- **GOAL OF THE EXERCISE**: Retype every item below word for word, omitting the pictures.

Rows from a box-labeling dataset
---+---
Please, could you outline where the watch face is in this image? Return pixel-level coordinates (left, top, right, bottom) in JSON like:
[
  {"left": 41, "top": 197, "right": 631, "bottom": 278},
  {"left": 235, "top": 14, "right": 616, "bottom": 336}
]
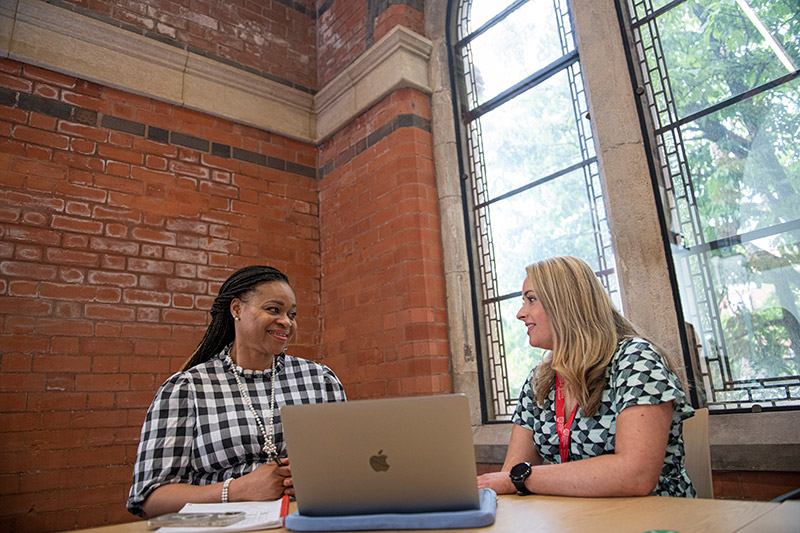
---+---
- **TASK OUTPUT**:
Please, could you outline where the watch face is in this image? Return pixel-level coordinates (left, top, right, bottom) in JSON like:
[
  {"left": 41, "top": 197, "right": 631, "bottom": 278},
  {"left": 235, "top": 14, "right": 616, "bottom": 336}
]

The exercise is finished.